**What is expected**:
Please reproduce the listing below line for line, leaving out the pictures.

== Raw records ==

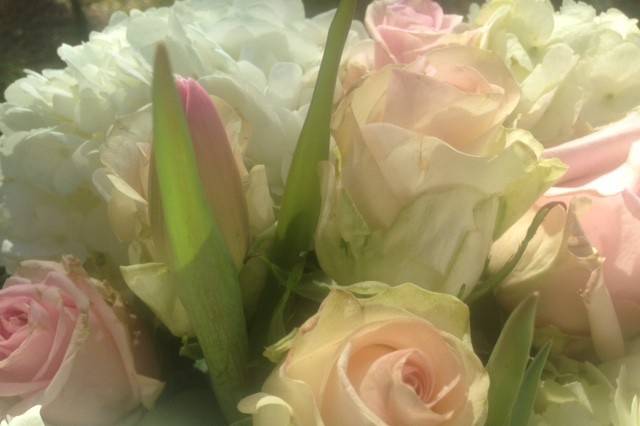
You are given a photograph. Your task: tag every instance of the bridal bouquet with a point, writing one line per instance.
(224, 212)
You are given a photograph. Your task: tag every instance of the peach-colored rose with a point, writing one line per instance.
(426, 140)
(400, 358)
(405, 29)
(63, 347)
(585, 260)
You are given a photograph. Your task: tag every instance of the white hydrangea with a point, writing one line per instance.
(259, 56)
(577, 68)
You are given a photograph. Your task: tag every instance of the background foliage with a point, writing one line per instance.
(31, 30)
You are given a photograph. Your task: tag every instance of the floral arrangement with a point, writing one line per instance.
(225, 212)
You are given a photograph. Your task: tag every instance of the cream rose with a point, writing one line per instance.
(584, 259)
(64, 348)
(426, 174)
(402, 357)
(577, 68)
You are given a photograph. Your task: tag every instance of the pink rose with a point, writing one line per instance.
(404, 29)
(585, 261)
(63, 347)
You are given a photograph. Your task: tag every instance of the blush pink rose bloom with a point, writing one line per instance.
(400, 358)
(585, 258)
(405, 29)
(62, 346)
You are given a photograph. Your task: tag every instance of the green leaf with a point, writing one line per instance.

===

**Output for this exercise**:
You are given a photograph. Your task: tag every instance of the bridal bouquet with a point, writing one line per instance.
(224, 212)
You are given a photograph. Your task: tag every instance of the peach-colored rose with a point, writing one line per instance.
(426, 140)
(400, 358)
(405, 29)
(63, 347)
(585, 260)
You are given a photograph. Your task: tag every instance of the white hydrangea with a point, writing one line per instance.
(259, 56)
(577, 68)
You are given a photograph. Your task: tag every instance of the background foliage with a point, writing one line per instance.
(31, 30)
You are given a photograph. Your task: tag every instance of the floral arrangement with a point, writing one line per instance.
(225, 212)
You are given a photograph. Your task: tag every instance of the cream rose with a point, writing one line per instance.
(584, 259)
(64, 348)
(426, 174)
(402, 357)
(577, 68)
You are given a photograph. Your task: tag every instance of the pink rose with a point, writing one line per instance.
(404, 29)
(585, 261)
(63, 347)
You are given a photograph. Your task: tag every instance of the blush pink rose bloom with a point, writing one line per instance.
(400, 358)
(585, 258)
(405, 29)
(62, 346)
You are given a photograph. Your task: tag every instance of the green leaf with a point, writing one line per instance.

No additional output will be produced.